* **TEXT PASSAGE**:
## begin
Chase Dallas Carey plays Skeet in the live-action scenes.
 Kazumi Evans as Nisha, one of the new main antagonists in Season 2. She has the ability to use fire just like Kai.
 Sam Vincent as Tyler, one of the new main antagonists in Season 2. He has the ability to manipulate the weather. He also plays Jules Voulcan, an evil French scientist.
 Khamisa Wilsher as Iris, one of the new main antagonists in Season 2. She has the ability to increase her size for a short time.
 Mark Hildreth as The Weird Guy or Weirdy or Gustaf (Real Life), an eccentric and mysterious individual who appears whenever someone says the phrase "help please". Outside the game he is the host.
Hildreth plays The Weird Guy in the live-action scenes.
 Nicole Oliver as Tree/Spider-Woman.
 Ian James Corlett as Benjamin. Along with Benjamini, he is a strongman for a rundown carnival in Season 1 and a security guard for the jazz club in Season 2.
 Michael Daingerfield as Benjamini. Along with Benjamin, he is a strongman for a rundown carnival in Season 1 and a security guard for the jazz club in Season 2.
 Brian Drummond as Death, one of the Four Horsemen of the Apocalypse. He is apparently skilled in baking scones and brewing iced tea. In Season 2, he works at the bar.
Nicole Oliver as Brynhilda, a Viking woman.
 Kathleen Barr as The Witches.
## end
* **DATASET CONTENT**:
## begin
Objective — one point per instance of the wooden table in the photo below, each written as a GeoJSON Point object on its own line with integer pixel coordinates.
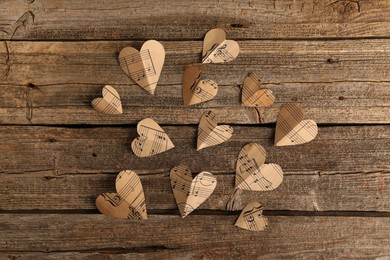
## end
* **ACTIONS TO TAKE**:
1 > According to the cast list, what ability does Tyler have?
2 > Reproduce the part of the cast list between "Nicole Oliver as Tree/Spider-Woman." and "at the bar.", inclusive.

* **RESULTS FOR EACH TASK**:
1 > He can manipulate the weather.

2 >
Nicole Oliver as Tree/Spider-Woman.
 Ian James Corlett as Benjamin. Along with Benjamini, he is a strongman for a rundown carnival in Season 1 and a security guard for the jazz club in Season 2.
 Michael Daingerfield as Benjamini. Along with Benjamin, he is a strongman for a rundown carnival in Season 1 and a security guard for the jazz club in Season 2.
 Brian Drummond as Death, one of the Four Horsemen of the Apocalypse. He is apparently skilled in baking scones and brewing iced tea. In Season 2, he works at the bar.